(OBJECTIVE) Only the pictures are to be left out; set down the rest of the records exactly.

(INFORMATION SUPPLIED)

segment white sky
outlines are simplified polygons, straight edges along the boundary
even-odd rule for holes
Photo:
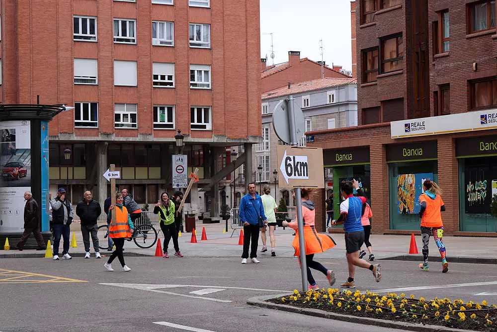
[[[352,69],[350,0],[260,0],[261,58],[267,55],[271,65],[273,34],[274,63],[288,60],[288,51],[300,51],[300,57],[321,60],[319,40],[323,39],[324,58]]]

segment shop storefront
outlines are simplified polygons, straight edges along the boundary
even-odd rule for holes
[[[490,214],[497,195],[496,136],[456,140],[459,161],[459,226],[462,231],[495,232],[496,220]]]
[[[355,179],[368,199],[371,198],[369,147],[329,149],[323,150],[325,167],[333,172],[333,218],[340,215],[340,183],[343,180]]]
[[[419,229],[419,195],[426,179],[438,181],[437,141],[386,146],[390,229]]]

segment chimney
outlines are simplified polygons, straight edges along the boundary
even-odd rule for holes
[[[264,70],[266,69],[266,66],[267,66],[266,62],[267,61],[267,59],[264,58],[260,58],[260,70]]]
[[[289,51],[288,52],[288,62],[290,66],[297,65],[300,63],[300,51]]]

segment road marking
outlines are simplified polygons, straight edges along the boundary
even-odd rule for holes
[[[4,278],[7,277],[7,278]],[[39,278],[40,279],[35,279]],[[30,278],[30,279],[28,279]],[[14,270],[0,269],[0,284],[45,284],[59,282],[87,282],[85,280],[57,277],[55,276],[32,273]]]
[[[390,289],[372,290],[371,291],[374,292],[375,293],[392,293],[394,292],[402,292],[404,291],[418,291],[422,289],[434,289],[437,288],[452,288],[454,287],[470,287],[474,286],[487,286],[488,285],[497,285],[497,281],[472,282],[467,284],[453,284],[452,285],[420,286],[414,287],[405,287],[403,288],[390,288]]]
[[[176,296],[181,296],[184,298],[192,298],[193,299],[200,299],[201,300],[207,300],[207,301],[212,301],[215,302],[223,302],[224,303],[228,303],[232,302],[233,301],[228,301],[227,300],[218,300],[217,299],[212,299],[211,298],[206,298],[203,296],[193,296],[193,295],[187,295],[186,294],[182,294],[179,293],[173,293],[172,292],[166,292],[166,291],[160,291],[156,288],[172,288],[173,287],[156,287],[157,286],[175,286],[177,287],[184,287],[181,285],[152,285],[153,287],[147,287],[148,285],[140,285],[139,284],[107,284],[107,283],[101,283],[100,285],[105,285],[106,286],[116,286],[118,287],[124,287],[125,288],[132,288],[133,289],[139,289],[142,291],[148,291],[149,292],[153,292],[154,293],[160,293],[163,294],[167,294],[168,295],[175,295]],[[150,285],[149,285],[150,286]]]
[[[211,293],[216,293],[216,292],[221,292],[221,291],[226,290],[226,288],[204,288],[203,289],[199,289],[198,291],[193,291],[193,292],[190,292],[190,294],[196,294],[197,295],[205,295],[206,294],[210,294]]]
[[[174,324],[172,323],[168,323],[167,322],[154,322],[154,324],[158,324],[158,325],[168,326],[170,328],[174,328],[175,329],[179,329],[179,330],[185,330],[187,331],[193,331],[193,332],[214,332],[214,331],[211,331],[210,330],[197,329],[196,328],[192,328],[191,327],[185,326],[184,325],[178,325],[178,324]]]

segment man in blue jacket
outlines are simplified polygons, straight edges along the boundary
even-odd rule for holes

(FULL OUTPUT)
segment white sky
outlines are simplified polygons, straight edges along the boundary
even-odd rule for holes
Photo:
[[[352,69],[350,0],[260,0],[261,58],[267,55],[271,65],[273,34],[274,63],[288,60],[288,51],[300,51],[300,57],[321,60],[319,40],[323,39],[324,58]]]

segment shop storefront
outlines are simplified polygons, straight edges along the boundary
even-odd rule for holes
[[[490,214],[497,195],[496,136],[456,140],[459,161],[459,226],[462,231],[495,232],[496,220]]]
[[[355,179],[368,199],[371,198],[369,147],[329,149],[323,150],[325,167],[333,172],[333,218],[340,215],[340,183],[343,180]]]
[[[419,229],[419,195],[426,179],[438,181],[437,141],[386,146],[390,229]]]

segment chimney
outlines are simplified polygons, straight edges along the boundary
even-odd rule for holes
[[[264,70],[266,69],[266,66],[267,66],[266,62],[267,61],[267,59],[264,58],[260,58],[260,70]]]
[[[289,51],[288,52],[288,62],[290,66],[297,65],[300,63],[300,51]]]

segment road marking
outlines are simplified polygons, straight edges along the boundary
even-odd rule for holes
[[[4,278],[7,277],[7,278]],[[39,278],[40,279],[35,279]],[[30,278],[30,279],[28,279]],[[14,270],[0,269],[0,284],[45,284],[59,282],[87,282],[85,280],[57,277],[55,276],[32,273]]]
[[[390,289],[372,290],[371,291],[374,292],[375,293],[392,293],[394,292],[402,292],[404,291],[418,291],[422,289],[434,289],[437,288],[452,288],[454,287],[470,287],[474,286],[487,286],[488,285],[497,285],[497,281],[472,282],[467,284],[453,284],[452,285],[420,286],[414,287],[405,287],[403,288],[390,288]]]
[[[176,296],[181,296],[184,298],[192,298],[193,299],[200,299],[201,300],[207,300],[207,301],[212,301],[215,302],[223,302],[224,303],[228,303],[232,302],[233,301],[228,301],[227,300],[218,300],[217,299],[212,299],[211,298],[206,298],[203,296],[193,296],[193,295],[187,295],[186,294],[182,294],[179,293],[173,293],[172,292],[166,292],[166,291],[160,291],[156,288],[172,288],[173,287],[156,287],[157,286],[175,286],[177,287],[184,287],[181,285],[152,285],[153,287],[147,287],[148,285],[140,285],[139,284],[107,284],[107,283],[101,283],[100,285],[105,285],[106,286],[116,286],[118,287],[124,287],[125,288],[132,288],[133,289],[139,289],[142,291],[148,291],[149,292],[153,292],[154,293],[160,293],[163,294],[167,294],[168,295],[175,295]],[[150,285],[149,285],[150,286]]]
[[[211,293],[216,293],[216,292],[221,292],[221,291],[226,290],[226,288],[204,288],[203,289],[199,289],[198,291],[193,291],[193,292],[190,292],[190,294],[196,294],[197,295],[205,295],[206,294],[210,294]]]
[[[174,324],[172,323],[168,323],[167,322],[154,322],[154,324],[158,324],[158,325],[168,326],[170,328],[174,328],[175,329],[179,329],[179,330],[185,330],[187,331],[193,331],[193,332],[214,332],[214,331],[211,331],[210,330],[197,329],[196,328],[192,328],[191,327],[185,326],[184,325],[178,325],[178,324]]]

segment man in blue jacket
outlines are simplified polygons, straight edges along the boundary
even-odd rule for holes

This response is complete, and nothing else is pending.